§ DOCUMENT:
§
According to the PSR, in 1987, Flores became Kyle Lindquist's source for marijuana in El Paso, Texas. Flores obtained the marijuana, recruited Ramon Alire, Jose Villegas, and Adrian Corral to transport it, and coordinated shipments and transfers of money. Alire eventually began supplying marijuana to Lindquist with Villegas's help and without Flores's knowledge. The PSR recommended a two-level enhancement pursuant to U.S.S.G. Sec. 3B1.1(c), based upon Flores's role in the offense as an organizer, leader, manager, or supervisor.


In his written objections, Flores did not specifically object to the factual allegations in the PSR, but asserted that it incorrectly recommended a two-level increase. He cited the paragraphs in the report that detailed his activities and contended that his role was essentially equal to that of the couriers as evidenced by their actions in providing Lindquist with marijuana without his knowledge or participation. At sentencing, Flores's counsel essentially argued that the information in the PSR was insufficient to support a finding that Flores was an organizer, leader, manager, or supervisor. The government offered no evidence. The district court adopted the factual statements of the PSR and determined that Flores should receive a two-level enhancement for his role in the offense.


"A 'presentence report is not evidence and is not a legally sufficient basis for making findings on contested issues of material fact.' " United States v. Wise, 976 F.2d 393, 404 (8th Cir.1992) (en banc), cert. denied, --- U.S. ----, 113 S.Ct. 1592, 123 L.Ed.2d 157 (1993) (quoting United States v. Streeter, 907 F.2d 781, 791-92 (8th Cir.1990)). If a defendant objects to a factual allegation in the PSR, the court must either make a finding on the disputed allegation or a determination that such a finding is not necessary because it will not consider the challenged fact when imposing sentence. See Fed.R.Crim.P. 32(c)(3)(D). If the court decides to consider the challenged fact, "the government must introduce evidence sufficient to convince the Court by a preponderance of the evidence that the fact in question exists." Streeter, 907 F.2d at 792. However, "[i]n the absence of objection alerting the Court to the need for a specific finding, the Court may rely on the presentence report." Id. Further, "the Government's obligation to present evidence in support of a PSR's factual statements only arises for the facts the defendant disputes." United States v. Montanye, 996 F.2d 190, 193 (8th Cir.1993) (en banc).
§
§ LISTED RECORDS:
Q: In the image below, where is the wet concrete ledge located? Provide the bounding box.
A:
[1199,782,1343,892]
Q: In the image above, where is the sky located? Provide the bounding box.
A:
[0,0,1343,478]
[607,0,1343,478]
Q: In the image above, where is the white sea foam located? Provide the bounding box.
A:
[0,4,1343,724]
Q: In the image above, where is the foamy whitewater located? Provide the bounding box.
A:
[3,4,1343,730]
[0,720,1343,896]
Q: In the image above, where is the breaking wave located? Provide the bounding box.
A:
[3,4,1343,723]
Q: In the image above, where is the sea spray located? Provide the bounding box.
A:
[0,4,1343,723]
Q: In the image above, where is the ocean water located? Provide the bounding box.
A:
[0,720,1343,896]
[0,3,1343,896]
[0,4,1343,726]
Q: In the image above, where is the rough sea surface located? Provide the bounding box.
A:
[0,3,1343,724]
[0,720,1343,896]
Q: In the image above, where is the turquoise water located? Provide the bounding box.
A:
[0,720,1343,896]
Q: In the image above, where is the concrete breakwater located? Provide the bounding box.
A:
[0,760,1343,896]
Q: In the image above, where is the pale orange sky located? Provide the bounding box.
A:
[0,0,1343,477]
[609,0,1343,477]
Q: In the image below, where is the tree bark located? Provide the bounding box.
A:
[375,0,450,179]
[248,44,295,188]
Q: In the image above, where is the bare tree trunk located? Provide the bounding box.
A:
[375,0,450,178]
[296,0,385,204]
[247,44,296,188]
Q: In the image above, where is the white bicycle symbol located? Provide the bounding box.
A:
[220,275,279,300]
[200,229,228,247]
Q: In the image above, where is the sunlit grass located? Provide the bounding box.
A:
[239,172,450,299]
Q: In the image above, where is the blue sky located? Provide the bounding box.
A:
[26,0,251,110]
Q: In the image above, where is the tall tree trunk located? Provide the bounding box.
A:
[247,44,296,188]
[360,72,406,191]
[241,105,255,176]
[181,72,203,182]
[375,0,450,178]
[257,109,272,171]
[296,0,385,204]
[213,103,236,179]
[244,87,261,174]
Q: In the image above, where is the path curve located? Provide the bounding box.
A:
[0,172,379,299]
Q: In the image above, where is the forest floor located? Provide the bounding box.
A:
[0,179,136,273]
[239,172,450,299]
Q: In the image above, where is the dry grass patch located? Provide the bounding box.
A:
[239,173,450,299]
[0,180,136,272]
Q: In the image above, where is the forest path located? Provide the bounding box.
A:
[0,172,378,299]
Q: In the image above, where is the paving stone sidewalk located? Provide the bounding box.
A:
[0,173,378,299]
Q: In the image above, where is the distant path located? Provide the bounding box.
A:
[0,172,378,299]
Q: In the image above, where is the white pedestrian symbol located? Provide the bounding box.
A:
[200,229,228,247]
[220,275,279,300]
§
§ EXERCISE BRIEF: Return the passage of the court opinion that begins with the words containing "According to the" and ends with "offense as an organizer, leader, manager, or supervisor.". The records were taken from a different source than the court opinion.

§ ANSWER:
According to the PSR, in 1987, Flores became Kyle Lindquist's source for marijuana in El Paso, Texas. Flores obtained the marijuana, recruited Ramon Alire, Jose Villegas, and Adrian Corral to transport it, and coordinated shipments and transfers of money. Alire eventually began supplying marijuana to Lindquist with Villegas's help and without Flores's knowledge. The PSR recommended a two-level enhancement pursuant to U.S.S.G. Sec. 3B1.1(c), based upon Flores's role in the offense as an organizer, leader, manager, or supervisor.